■ **Page extract**
Gina Welborn said...

Niki, I love how you wrote:

Agape is love without reason, love that is unearned and undeserved. It's love by choice, love as an act of the will instead of an emotional reaction or mental response.

I've been trying to teach my kids that they need to choose to love one another even though (especially when) they don't feel like it. How shallow is our love when we can decide we don't love anymore because we don't "feel something"?

Virginia C said...

I have a story involving an actual "box of chocolates". I was born and raised in a small Southern railroad town where almost everything is within a reasonable walking distance. My first "real job" was as a teller at one of our local banks. My mother and I had always lived with her parents, and I was raised with old-fashioned values and manners. I have always had a fondness and respect for elderly people, and I soon had a loyal following of senior customers at the bank. One older gentleman, who seldom spoke, always brought little bags of mixed coins which I had to separate and count. I then exchanged his coins for paper money. This was a frequent occurrence, and sometimes he never said a word. When he did speak, he was difficult to understand. I would chat with him, keeping in mind what my grandparents had taught me about respect and courtesy. The day that I told him I was leaving the bank, he looked stunned. He didn't say anything before he walked out. A few minutes later, he came back with a Whitman's Sampler Box, one of my favorite chocolates. He handed me the box with a smile, and held my hand for a moment. Everyone at the bank was amazed! They had brushed him aside all those years and tried to avoid waiting on him with his little bags of coins. I hope that they learned to treat him better after I left. That was many, many years ago, but I still have that empty Whitman's Sampler Box : )

gcwhiskas at aol dot com

Niki Turner said...

Virginia, beautiful story. You showed that gentleman agape by being willing to serve him even though it was inconvenient! Sometimes we never know how much our efforts are appreciated, but we can believe that they are.

Amen to that, Gina. If we can teach our kids to walk in love when they don't "feel" it, how much stronger will their relationships be as adults? It's crucial for the next generation.

Lisa, selfishness leaves a bad taste in your mouth, but true love makes you crave more!

Laurie, my husband picked up a carton of butter pecan ice cream recently. Only there weren't any pecans. It was just vanilla. He STILL mentions it every time he gets out the ice cream. I wonder how many of the people who gripe about the church or about Christians do so because they've had one of those empty peanut M&Ms or pecan-less butter pecan church experiences?

■ **Extracted information**
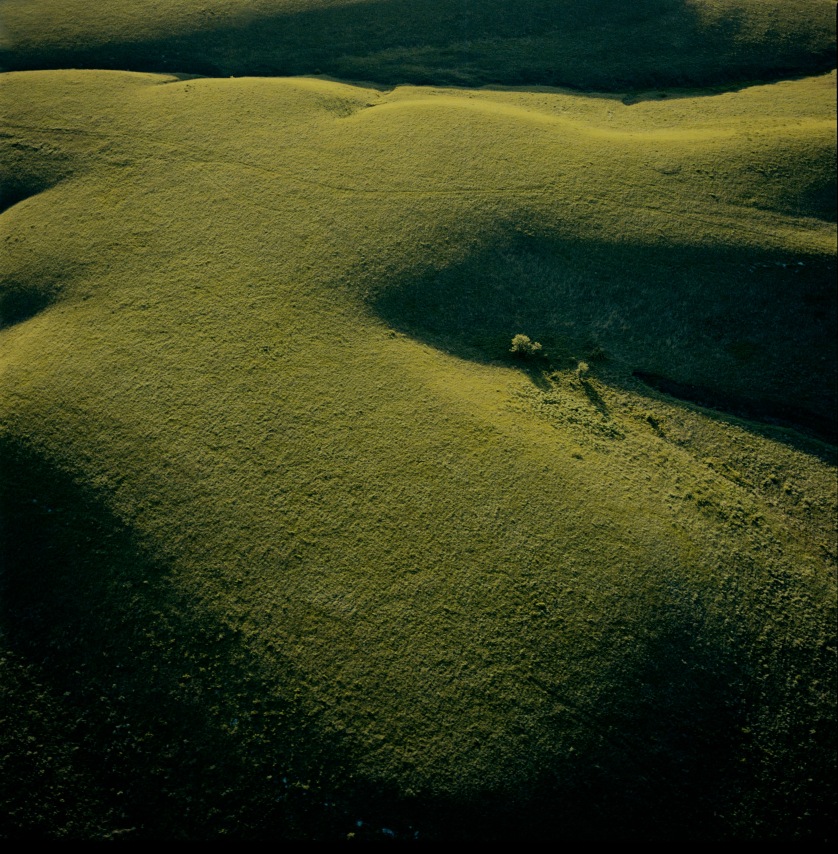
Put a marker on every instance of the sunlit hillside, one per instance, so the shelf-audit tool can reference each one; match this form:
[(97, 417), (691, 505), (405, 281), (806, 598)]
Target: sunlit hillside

---

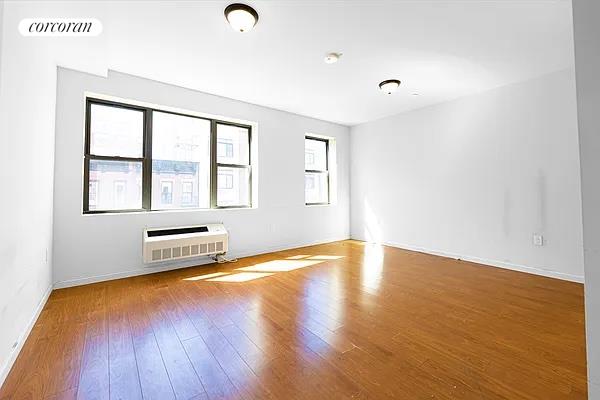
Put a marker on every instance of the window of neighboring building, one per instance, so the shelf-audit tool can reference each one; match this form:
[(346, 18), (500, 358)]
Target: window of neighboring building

■ **Direction**
Reproduce the stretch of the agape love comment thread from "gcwhiskas at aol" through "pecan church experiences?".

■ **Output**
gcwhiskas at aol dot com

Niki Turner said...

Virginia, beautiful story. You showed that gentleman agape by being willing to serve him even though it was inconvenient! Sometimes we never know how much our efforts are appreciated, but we can believe that they are.

Amen to that, Gina. If we can teach our kids to walk in love when they don't "feel" it, how much stronger will their relationships be as adults? It's crucial for the next generation.

Lisa, selfishness leaves a bad taste in your mouth, but true love makes you crave more!

Laurie, my husband picked up a carton of butter pecan ice cream recently. Only there weren't any pecans. It was just vanilla. He STILL mentions it every time he gets out the ice cream. I wonder how many of the people who gripe about the church or about Christians do so because they've had one of those empty peanut M&Ms or pecan-less butter pecan church experiences?